* Begin *
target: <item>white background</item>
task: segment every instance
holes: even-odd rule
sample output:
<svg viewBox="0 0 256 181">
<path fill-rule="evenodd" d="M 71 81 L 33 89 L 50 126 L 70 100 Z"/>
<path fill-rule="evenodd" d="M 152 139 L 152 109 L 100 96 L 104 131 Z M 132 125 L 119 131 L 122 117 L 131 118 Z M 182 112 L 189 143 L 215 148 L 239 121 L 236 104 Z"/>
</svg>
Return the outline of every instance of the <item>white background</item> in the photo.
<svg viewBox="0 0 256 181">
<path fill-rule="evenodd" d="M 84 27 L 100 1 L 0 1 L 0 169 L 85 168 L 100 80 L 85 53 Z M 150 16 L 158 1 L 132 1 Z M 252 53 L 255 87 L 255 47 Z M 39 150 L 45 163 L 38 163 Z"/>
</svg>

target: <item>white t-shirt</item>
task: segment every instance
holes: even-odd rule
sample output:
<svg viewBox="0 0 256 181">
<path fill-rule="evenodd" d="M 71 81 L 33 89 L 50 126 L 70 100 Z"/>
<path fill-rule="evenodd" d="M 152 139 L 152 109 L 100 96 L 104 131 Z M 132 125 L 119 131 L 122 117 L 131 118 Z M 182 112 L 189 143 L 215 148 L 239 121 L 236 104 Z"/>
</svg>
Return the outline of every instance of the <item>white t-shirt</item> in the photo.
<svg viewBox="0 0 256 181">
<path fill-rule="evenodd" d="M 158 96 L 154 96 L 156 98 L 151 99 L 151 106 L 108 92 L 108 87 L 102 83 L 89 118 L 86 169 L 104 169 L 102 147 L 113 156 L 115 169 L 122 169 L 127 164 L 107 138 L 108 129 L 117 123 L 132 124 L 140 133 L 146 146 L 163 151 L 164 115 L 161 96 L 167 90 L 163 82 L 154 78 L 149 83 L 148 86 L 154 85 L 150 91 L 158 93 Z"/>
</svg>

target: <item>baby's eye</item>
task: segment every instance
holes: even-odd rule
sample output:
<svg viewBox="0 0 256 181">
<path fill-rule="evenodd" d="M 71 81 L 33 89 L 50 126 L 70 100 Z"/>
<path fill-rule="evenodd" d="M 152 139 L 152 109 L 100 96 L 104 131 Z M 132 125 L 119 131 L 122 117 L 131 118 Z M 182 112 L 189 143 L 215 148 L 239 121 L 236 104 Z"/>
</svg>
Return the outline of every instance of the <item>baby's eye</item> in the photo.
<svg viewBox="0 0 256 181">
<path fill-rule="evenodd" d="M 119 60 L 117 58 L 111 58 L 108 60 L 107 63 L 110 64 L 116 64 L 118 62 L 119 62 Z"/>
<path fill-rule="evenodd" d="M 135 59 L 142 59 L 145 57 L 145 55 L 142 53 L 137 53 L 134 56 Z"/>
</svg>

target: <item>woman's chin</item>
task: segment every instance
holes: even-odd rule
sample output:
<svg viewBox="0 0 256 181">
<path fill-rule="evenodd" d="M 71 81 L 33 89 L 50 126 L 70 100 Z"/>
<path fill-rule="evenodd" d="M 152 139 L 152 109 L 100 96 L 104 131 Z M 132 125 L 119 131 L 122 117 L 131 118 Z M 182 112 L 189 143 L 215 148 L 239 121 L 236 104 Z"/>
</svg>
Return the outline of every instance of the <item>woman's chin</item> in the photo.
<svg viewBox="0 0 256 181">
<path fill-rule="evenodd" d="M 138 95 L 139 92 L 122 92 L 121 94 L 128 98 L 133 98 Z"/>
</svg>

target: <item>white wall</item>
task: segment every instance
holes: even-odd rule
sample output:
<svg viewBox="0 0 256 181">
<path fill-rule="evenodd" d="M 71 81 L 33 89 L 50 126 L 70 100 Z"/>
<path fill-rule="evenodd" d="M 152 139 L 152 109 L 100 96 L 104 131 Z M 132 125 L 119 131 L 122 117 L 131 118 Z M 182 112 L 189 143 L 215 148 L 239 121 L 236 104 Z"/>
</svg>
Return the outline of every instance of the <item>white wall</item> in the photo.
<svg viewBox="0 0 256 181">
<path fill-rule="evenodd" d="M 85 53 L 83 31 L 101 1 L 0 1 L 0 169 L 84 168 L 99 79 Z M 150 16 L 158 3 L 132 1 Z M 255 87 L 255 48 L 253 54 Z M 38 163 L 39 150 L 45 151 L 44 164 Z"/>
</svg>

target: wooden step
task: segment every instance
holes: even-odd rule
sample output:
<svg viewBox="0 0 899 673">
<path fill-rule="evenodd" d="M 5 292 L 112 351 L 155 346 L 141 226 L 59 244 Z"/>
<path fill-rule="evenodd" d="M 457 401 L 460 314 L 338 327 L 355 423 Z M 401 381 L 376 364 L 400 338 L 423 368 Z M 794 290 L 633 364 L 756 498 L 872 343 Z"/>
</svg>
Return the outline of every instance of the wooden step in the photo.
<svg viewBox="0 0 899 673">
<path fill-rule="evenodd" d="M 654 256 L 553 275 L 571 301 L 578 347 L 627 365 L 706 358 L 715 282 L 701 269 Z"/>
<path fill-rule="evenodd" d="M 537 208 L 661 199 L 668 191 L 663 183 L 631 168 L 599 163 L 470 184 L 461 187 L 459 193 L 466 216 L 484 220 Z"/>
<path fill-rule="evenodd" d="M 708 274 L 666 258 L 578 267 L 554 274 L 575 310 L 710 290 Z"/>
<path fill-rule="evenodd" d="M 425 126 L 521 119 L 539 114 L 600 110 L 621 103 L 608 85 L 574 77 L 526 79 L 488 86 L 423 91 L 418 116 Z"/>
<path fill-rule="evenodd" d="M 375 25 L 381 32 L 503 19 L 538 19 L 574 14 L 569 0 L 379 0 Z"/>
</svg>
* End *
Copy the rows from the line containing "target: wooden step" through the end of the rows, replacing "even-odd rule" with "nonzero rule" and leaving all else unchanged.

• _Final result_:
target: wooden step
task: segment every instance
holes: nonzero rule
sample output:
<svg viewBox="0 0 899 673">
<path fill-rule="evenodd" d="M 5 292 L 112 351 L 155 346 L 141 226 L 59 244 Z"/>
<path fill-rule="evenodd" d="M 457 401 L 460 314 L 338 327 L 355 423 Z M 401 381 L 376 364 L 400 338 L 423 368 Z M 794 290 L 633 364 L 756 498 L 872 343 Z"/>
</svg>
Return the outline of every instance of the wooden step in the photo.
<svg viewBox="0 0 899 673">
<path fill-rule="evenodd" d="M 654 256 L 553 275 L 571 301 L 578 347 L 627 365 L 706 358 L 715 282 L 701 269 Z"/>
<path fill-rule="evenodd" d="M 537 208 L 661 199 L 668 191 L 663 183 L 631 168 L 599 163 L 470 184 L 461 187 L 459 193 L 466 216 L 484 220 Z"/>
<path fill-rule="evenodd" d="M 708 274 L 666 258 L 578 267 L 554 274 L 575 310 L 710 290 Z"/>
<path fill-rule="evenodd" d="M 425 126 L 521 119 L 539 114 L 600 110 L 621 103 L 608 85 L 574 77 L 526 79 L 488 86 L 423 91 L 418 116 Z"/>
<path fill-rule="evenodd" d="M 375 25 L 381 32 L 503 19 L 538 19 L 574 14 L 569 0 L 379 0 Z"/>
</svg>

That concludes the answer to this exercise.